[Records of labeled points]
# # # # # # #
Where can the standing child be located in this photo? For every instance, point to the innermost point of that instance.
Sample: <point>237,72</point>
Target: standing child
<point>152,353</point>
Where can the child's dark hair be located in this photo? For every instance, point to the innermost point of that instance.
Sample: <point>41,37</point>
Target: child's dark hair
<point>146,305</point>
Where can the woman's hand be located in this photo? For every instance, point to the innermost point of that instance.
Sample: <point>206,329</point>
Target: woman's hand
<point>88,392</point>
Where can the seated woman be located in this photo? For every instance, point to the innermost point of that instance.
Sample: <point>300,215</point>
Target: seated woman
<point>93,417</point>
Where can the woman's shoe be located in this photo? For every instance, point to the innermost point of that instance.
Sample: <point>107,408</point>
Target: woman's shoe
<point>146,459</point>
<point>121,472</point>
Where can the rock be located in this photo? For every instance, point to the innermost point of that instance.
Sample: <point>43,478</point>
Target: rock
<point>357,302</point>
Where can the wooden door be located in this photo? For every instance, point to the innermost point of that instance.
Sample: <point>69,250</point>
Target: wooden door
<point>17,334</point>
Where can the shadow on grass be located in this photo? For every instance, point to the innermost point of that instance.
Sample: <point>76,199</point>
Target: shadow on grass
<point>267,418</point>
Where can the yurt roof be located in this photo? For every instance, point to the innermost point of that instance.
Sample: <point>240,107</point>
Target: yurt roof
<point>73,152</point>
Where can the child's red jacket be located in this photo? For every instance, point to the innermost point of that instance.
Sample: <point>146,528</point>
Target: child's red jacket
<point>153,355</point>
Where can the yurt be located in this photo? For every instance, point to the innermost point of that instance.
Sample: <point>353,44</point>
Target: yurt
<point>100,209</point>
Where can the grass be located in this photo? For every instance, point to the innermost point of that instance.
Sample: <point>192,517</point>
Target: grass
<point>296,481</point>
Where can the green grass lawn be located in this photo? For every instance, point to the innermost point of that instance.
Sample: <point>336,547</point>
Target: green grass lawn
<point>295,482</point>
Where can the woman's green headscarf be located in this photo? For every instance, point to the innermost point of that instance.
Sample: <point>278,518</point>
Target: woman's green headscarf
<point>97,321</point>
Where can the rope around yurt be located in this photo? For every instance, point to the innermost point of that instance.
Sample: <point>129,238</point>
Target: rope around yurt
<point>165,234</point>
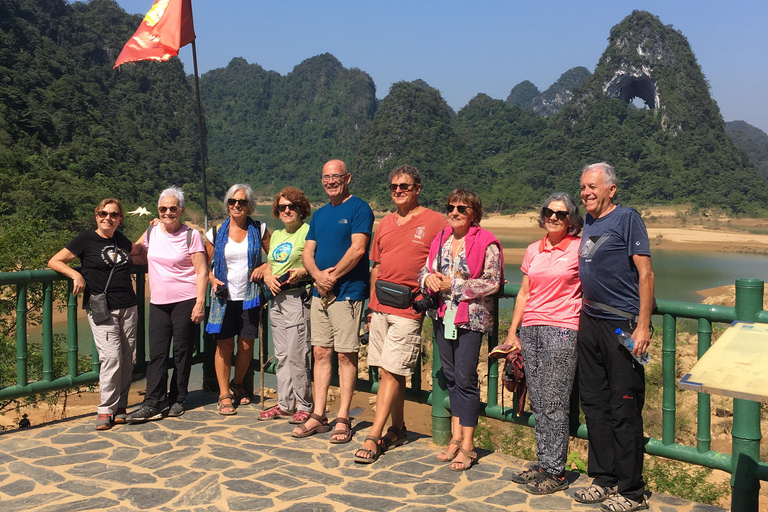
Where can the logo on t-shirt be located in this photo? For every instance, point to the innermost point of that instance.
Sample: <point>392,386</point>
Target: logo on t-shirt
<point>282,252</point>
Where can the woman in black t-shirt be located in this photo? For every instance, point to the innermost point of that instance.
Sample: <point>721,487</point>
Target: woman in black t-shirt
<point>99,251</point>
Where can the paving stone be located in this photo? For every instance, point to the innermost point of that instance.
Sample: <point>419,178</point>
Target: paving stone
<point>241,503</point>
<point>18,487</point>
<point>157,448</point>
<point>100,503</point>
<point>203,492</point>
<point>39,475</point>
<point>301,493</point>
<point>88,447</point>
<point>123,454</point>
<point>310,474</point>
<point>365,503</point>
<point>248,487</point>
<point>82,487</point>
<point>167,458</point>
<point>232,453</point>
<point>508,498</point>
<point>145,498</point>
<point>34,500</point>
<point>183,480</point>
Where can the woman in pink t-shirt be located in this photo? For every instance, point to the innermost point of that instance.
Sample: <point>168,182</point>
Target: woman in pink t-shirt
<point>178,280</point>
<point>548,308</point>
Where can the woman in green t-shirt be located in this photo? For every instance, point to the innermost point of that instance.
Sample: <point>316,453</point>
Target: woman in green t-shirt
<point>285,276</point>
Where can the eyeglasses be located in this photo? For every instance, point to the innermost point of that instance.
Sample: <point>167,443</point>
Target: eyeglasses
<point>282,207</point>
<point>405,187</point>
<point>333,177</point>
<point>459,208</point>
<point>561,216</point>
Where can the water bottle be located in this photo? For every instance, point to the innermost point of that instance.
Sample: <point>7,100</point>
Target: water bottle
<point>628,342</point>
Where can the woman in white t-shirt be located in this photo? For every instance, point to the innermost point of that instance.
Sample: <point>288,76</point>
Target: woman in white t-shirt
<point>235,249</point>
<point>178,280</point>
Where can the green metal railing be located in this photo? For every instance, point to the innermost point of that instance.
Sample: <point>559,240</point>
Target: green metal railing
<point>744,463</point>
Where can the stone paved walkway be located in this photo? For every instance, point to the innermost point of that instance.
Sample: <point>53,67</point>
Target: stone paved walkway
<point>207,462</point>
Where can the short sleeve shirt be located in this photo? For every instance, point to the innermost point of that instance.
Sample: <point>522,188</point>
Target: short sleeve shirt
<point>332,228</point>
<point>172,276</point>
<point>401,251</point>
<point>608,274</point>
<point>97,255</point>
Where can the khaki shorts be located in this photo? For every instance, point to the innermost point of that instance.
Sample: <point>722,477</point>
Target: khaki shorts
<point>395,343</point>
<point>337,327</point>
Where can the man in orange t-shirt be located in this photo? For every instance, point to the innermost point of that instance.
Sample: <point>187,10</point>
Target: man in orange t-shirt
<point>399,250</point>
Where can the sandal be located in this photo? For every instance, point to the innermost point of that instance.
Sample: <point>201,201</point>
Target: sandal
<point>619,503</point>
<point>347,432</point>
<point>447,455</point>
<point>373,456</point>
<point>238,390</point>
<point>226,409</point>
<point>321,428</point>
<point>595,493</point>
<point>469,459</point>
<point>401,437</point>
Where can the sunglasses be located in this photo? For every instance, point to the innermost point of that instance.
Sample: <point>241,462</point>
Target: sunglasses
<point>282,207</point>
<point>405,187</point>
<point>459,208</point>
<point>561,216</point>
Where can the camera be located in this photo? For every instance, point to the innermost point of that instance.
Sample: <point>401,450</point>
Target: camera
<point>427,302</point>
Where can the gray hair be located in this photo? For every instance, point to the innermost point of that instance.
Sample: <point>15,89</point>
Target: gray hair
<point>609,173</point>
<point>174,192</point>
<point>575,221</point>
<point>248,195</point>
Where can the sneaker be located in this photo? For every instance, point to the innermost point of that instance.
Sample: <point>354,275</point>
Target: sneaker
<point>547,485</point>
<point>532,474</point>
<point>176,410</point>
<point>103,422</point>
<point>274,413</point>
<point>299,417</point>
<point>120,416</point>
<point>144,413</point>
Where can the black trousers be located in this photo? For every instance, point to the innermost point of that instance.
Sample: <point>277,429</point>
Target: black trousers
<point>166,322</point>
<point>612,389</point>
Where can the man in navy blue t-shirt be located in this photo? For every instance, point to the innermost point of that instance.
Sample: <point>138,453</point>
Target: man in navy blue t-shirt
<point>617,284</point>
<point>336,256</point>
# # # # # # #
STATED GOAL | Can you reproduce every line of the data above without any change, leaving the pictures out?

ANSWER TO THIS PROBLEM |
Where can the standing child be located in this photo? For every instance, point to the innermost point of that instance.
Sample: <point>237,72</point>
Target: standing child
<point>152,353</point>
Where can the child's dark hair be located in this photo? For every instance, point to the innermost point of that instance.
Sample: <point>41,37</point>
Target: child's dark hair
<point>146,305</point>
Where can the woman's hand be located in this photo? For every instance, point to the innermost point of that instance.
Sample: <point>206,329</point>
Target: woman's hand
<point>88,392</point>
Where can the seated woman be located in this photo? For every instance, point to the innermost point of that instance.
Sample: <point>300,215</point>
Target: seated woman
<point>93,417</point>
Where can the woman's shoe be located in this photo? For every instance, point to the innermost point of that instance.
Sample: <point>107,408</point>
Target: woman's shoe
<point>146,459</point>
<point>121,472</point>
Where can the rock be located in this photo? For every instance, point to the innermost point of that instance.
Sample: <point>43,478</point>
Target: rock
<point>357,302</point>
Where can the wooden door be located in this photo? For every instance, point to the innermost point of that instance.
Sample: <point>69,250</point>
Target: wooden door
<point>17,334</point>
Where can the shadow on grass be located in this photo? For every instance, point to the innermost point of that instance.
Sample: <point>76,199</point>
Target: shadow on grass
<point>267,418</point>
Where can the yurt roof be located in this photo? For every instance, point to the innermost point of that instance.
Sample: <point>240,107</point>
Target: yurt roof
<point>73,152</point>
Where can the child's red jacket be located in this photo? For every instance, point to the innermost point of that instance.
Sample: <point>146,528</point>
Target: child's red jacket
<point>153,355</point>
Where can the yurt be located in this photo? For every instance, point to the innermost point of that instance.
Sample: <point>353,44</point>
Target: yurt
<point>100,209</point>
Where can the grass be located in this photo? For every instance, point to the innermost point of that instance.
Sample: <point>192,517</point>
Target: grass
<point>296,481</point>
Where can the green grass lawn be located in this photo? For every instance, point to the innermost point of that instance.
Sample: <point>336,547</point>
Target: green grass lawn
<point>295,482</point>
Where can the woman's green headscarf be located in this photo? For every instance, point to the innermost point of that instance.
Sample: <point>278,518</point>
Target: woman's green headscarf
<point>97,321</point>
Where can the rope around yurt be located in this photo? For every instance, point to the innermost point of that instance.
Sample: <point>129,238</point>
Target: rope around yurt
<point>165,234</point>
Where can the logo on t-shirt be located in this photo? For every instance, point to the innermost point of that instance.
Sample: <point>392,386</point>
Target: logo on t-shirt
<point>282,252</point>
Where can the woman in black t-shirt be located in this photo? For every instance, point to the innermost point of that instance.
Sample: <point>721,487</point>
Target: woman in black t-shirt
<point>99,251</point>
Where can the paving stone be located in this photo? For every instance, point to the innermost point of that instance.
Sample: <point>419,178</point>
Target: paving stone
<point>241,503</point>
<point>18,487</point>
<point>157,448</point>
<point>100,503</point>
<point>203,492</point>
<point>39,475</point>
<point>301,493</point>
<point>88,447</point>
<point>123,454</point>
<point>310,474</point>
<point>365,503</point>
<point>248,487</point>
<point>82,487</point>
<point>167,458</point>
<point>232,453</point>
<point>508,498</point>
<point>145,498</point>
<point>34,500</point>
<point>183,480</point>
Where can the woman in pink t-shirt be located in this photo? For every instance, point to the innermost point of that instance.
Sample: <point>168,182</point>
Target: woman in pink t-shirt
<point>178,280</point>
<point>548,308</point>
Where can the woman in green t-shirt be located in this photo? For every instance, point to the innermost point of that instance.
Sample: <point>316,453</point>
Target: woman in green t-shirt
<point>285,276</point>
Where can the eyeglasses be located in this photo? For every instance, point to the innermost point of that instance.
Sample: <point>167,443</point>
Target: eyeglasses
<point>282,207</point>
<point>405,187</point>
<point>333,177</point>
<point>459,208</point>
<point>561,216</point>
Where can the water bottle be located in this photo? For every instance, point to the innermost point of that instance.
Sample: <point>7,100</point>
Target: water bottle
<point>628,342</point>
Where can the woman in white t-shirt be located in this photo? For every instance, point to the innermost point of that instance.
Sample: <point>288,76</point>
Target: woman in white t-shirt
<point>235,249</point>
<point>178,280</point>
Where can the green metal railing be located in this photo? For every instance, point to the innermost point of that instance.
Sample: <point>559,240</point>
Target: green metal railing
<point>744,463</point>
Where can the stone paved walkway be located in this photo? For every instance, point to the innermost point of that instance.
Sample: <point>53,67</point>
Target: stone paved walkway
<point>207,462</point>
Where can the short sleeve shirt be located in this photo? For every instance, point to the innermost point of that instance.
Sample: <point>522,188</point>
Target: short sleeve shirt
<point>332,228</point>
<point>172,276</point>
<point>401,251</point>
<point>608,274</point>
<point>97,255</point>
Where can the khaki shorts be located in this photo? For every instance, point to the innermost point of that instance.
Sample: <point>722,477</point>
Target: khaki shorts
<point>395,343</point>
<point>337,327</point>
Where can the man in orange t-shirt be located in this photo? For every instance, point to the innermost point of that instance.
Sample: <point>187,10</point>
Target: man in orange t-shirt
<point>399,250</point>
Where can the sandal be located in this photo? For every instance, point to the innermost point of that instance.
Sample: <point>201,201</point>
Target: sandal
<point>619,503</point>
<point>347,432</point>
<point>447,455</point>
<point>373,456</point>
<point>238,390</point>
<point>226,409</point>
<point>321,428</point>
<point>595,493</point>
<point>469,459</point>
<point>401,437</point>
Where can the sunglasses be located in this photo? For every instance, point to the innermost point of that instance.
Sample: <point>241,462</point>
Target: sunglasses
<point>282,207</point>
<point>405,187</point>
<point>459,208</point>
<point>561,216</point>
Where can the camera be located in this photo? For every instance, point to the innermost point of that instance.
Sample: <point>401,450</point>
Target: camera
<point>427,302</point>
Where can the gray hair be located in this photo? For every instance, point to the innermost point of that instance.
Sample: <point>15,89</point>
Target: gray hair
<point>609,173</point>
<point>174,192</point>
<point>575,221</point>
<point>248,195</point>
Where can the sneaker be located in this photo? For every instance, point to the innermost point of that instance.
Sample: <point>354,275</point>
Target: sneaker
<point>547,485</point>
<point>532,474</point>
<point>176,410</point>
<point>103,422</point>
<point>274,413</point>
<point>299,417</point>
<point>120,416</point>
<point>144,413</point>
Where can the black trousers be located in this photo? For every instance, point to the innermost point of that instance.
Sample: <point>277,429</point>
Target: black trousers
<point>166,322</point>
<point>612,389</point>
Where can the man in navy blue t-shirt be located in this photo? For every instance, point to the innermost point of that instance.
Sample: <point>138,453</point>
Target: man in navy blue t-shirt
<point>617,284</point>
<point>336,256</point>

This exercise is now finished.